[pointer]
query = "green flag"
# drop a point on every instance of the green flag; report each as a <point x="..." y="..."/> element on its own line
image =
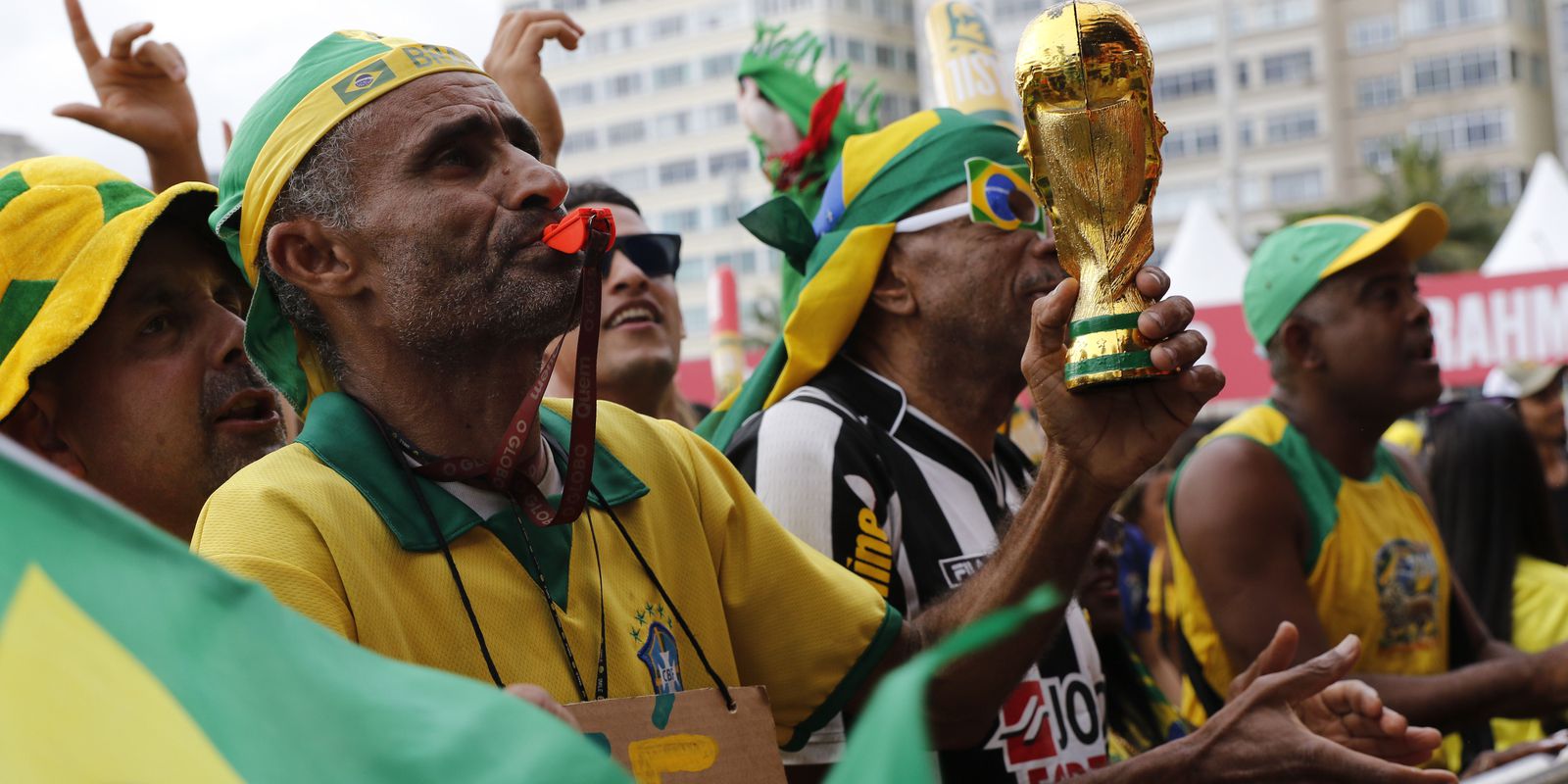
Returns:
<point x="122" y="658"/>
<point x="891" y="742"/>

Exercise instructions: Reproduce the entry above line for line, leaving out the picture.

Reply to the exercise:
[pointer]
query = "green flag"
# drop a point on every instance of the green flag; report each as a <point x="..." y="..."/> element on its own line
image =
Returns:
<point x="122" y="658"/>
<point x="891" y="742"/>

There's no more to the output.